Provided data:

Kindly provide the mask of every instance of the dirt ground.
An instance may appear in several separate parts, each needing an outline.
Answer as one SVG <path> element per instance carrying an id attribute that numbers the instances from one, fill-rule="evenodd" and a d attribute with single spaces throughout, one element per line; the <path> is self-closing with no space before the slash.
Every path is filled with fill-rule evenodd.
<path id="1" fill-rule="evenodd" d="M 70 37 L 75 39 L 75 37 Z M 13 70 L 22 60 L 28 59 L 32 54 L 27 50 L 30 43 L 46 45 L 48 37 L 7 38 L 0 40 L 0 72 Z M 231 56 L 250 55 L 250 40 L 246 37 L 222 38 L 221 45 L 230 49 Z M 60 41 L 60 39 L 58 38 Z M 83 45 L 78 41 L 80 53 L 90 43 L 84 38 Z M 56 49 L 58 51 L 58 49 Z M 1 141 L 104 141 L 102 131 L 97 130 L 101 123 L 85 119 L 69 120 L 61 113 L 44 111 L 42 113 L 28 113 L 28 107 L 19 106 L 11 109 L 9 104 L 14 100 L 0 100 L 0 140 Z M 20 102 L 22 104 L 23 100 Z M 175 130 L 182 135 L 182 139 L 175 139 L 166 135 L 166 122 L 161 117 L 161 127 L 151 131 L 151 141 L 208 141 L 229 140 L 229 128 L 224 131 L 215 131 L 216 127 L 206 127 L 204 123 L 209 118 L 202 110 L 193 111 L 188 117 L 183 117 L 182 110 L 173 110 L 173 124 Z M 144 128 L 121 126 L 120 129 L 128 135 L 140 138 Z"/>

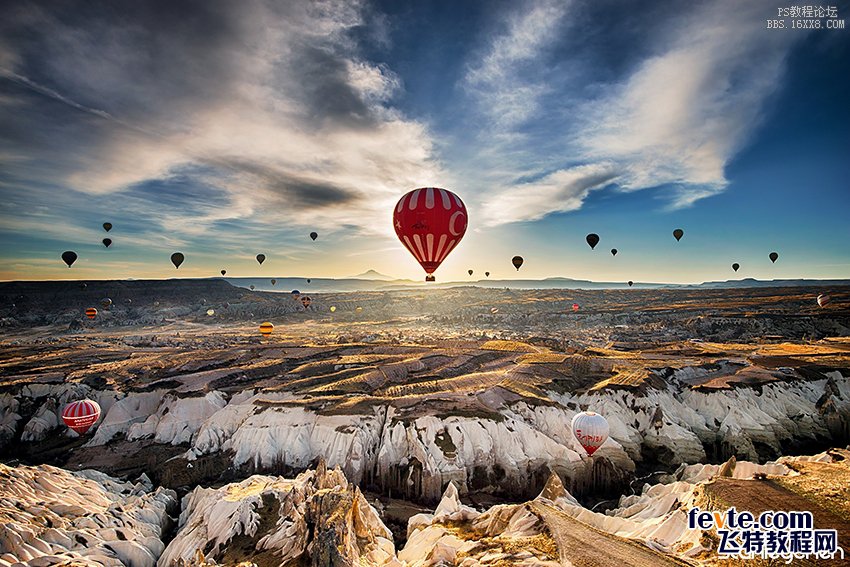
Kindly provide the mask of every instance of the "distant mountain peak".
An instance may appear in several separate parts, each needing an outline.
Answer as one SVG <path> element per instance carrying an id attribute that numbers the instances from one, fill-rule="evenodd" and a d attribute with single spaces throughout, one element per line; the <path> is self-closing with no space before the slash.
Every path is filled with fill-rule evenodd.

Stated exercise: Rewrite the stretch of entries from the very start through the line containing "231 56 L 250", both ends included and with the requests kept. In the answers, reduce every number by 39, including the coordinates and the id values.

Result of this exercise:
Kindly provide the mask of every instance of the dirt ground.
An instance may appear in several separate parts, each needing an outline.
Answer as one SVG <path> element per instance carrying an id attribute that numbers the instances from one, fill-rule="evenodd" and a d attribute with single spaces throughout, one element per line; the <path> is self-closing with no space before the slash.
Every path is filled with fill-rule evenodd.
<path id="-38" fill-rule="evenodd" d="M 31 -2 L 36 0 L 36 -2 Z M -26 31 L -17 21 L -11 20 L -7 15 L -12 11 L -9 4 L 7 6 L 9 -2 L -32 -1 L -39 1 L -39 33 Z M 192 17 L 211 16 L 211 1 L 207 -2 L 183 -1 L 182 6 L 191 10 Z M 21 2 L 21 0 L 19 -1 Z M 44 6 L 39 2 L 41 14 L 51 4 L 45 -1 Z M 17 10 L 19 12 L 19 10 Z M -38 102 L 65 102 L 63 92 L 58 91 L 62 84 L 46 80 L 30 81 L 22 74 L 5 72 L 3 74 L -11 74 L -11 68 L -20 67 L -28 70 L -30 65 L -25 61 L -39 61 L -39 101 Z M -19 63 L -17 65 L -16 61 Z M 136 91 L 143 96 L 143 100 L 136 100 L 127 96 L 127 83 L 122 78 L 122 88 L 112 92 L 112 102 L 169 102 L 190 101 L 190 89 L 185 92 L 176 92 L 177 88 L 167 88 L 165 84 L 170 79 L 163 71 L 154 72 L 149 78 L 144 78 L 143 71 L 134 71 L 134 85 Z M 105 89 L 82 87 L 81 90 L 89 96 L 101 99 Z"/>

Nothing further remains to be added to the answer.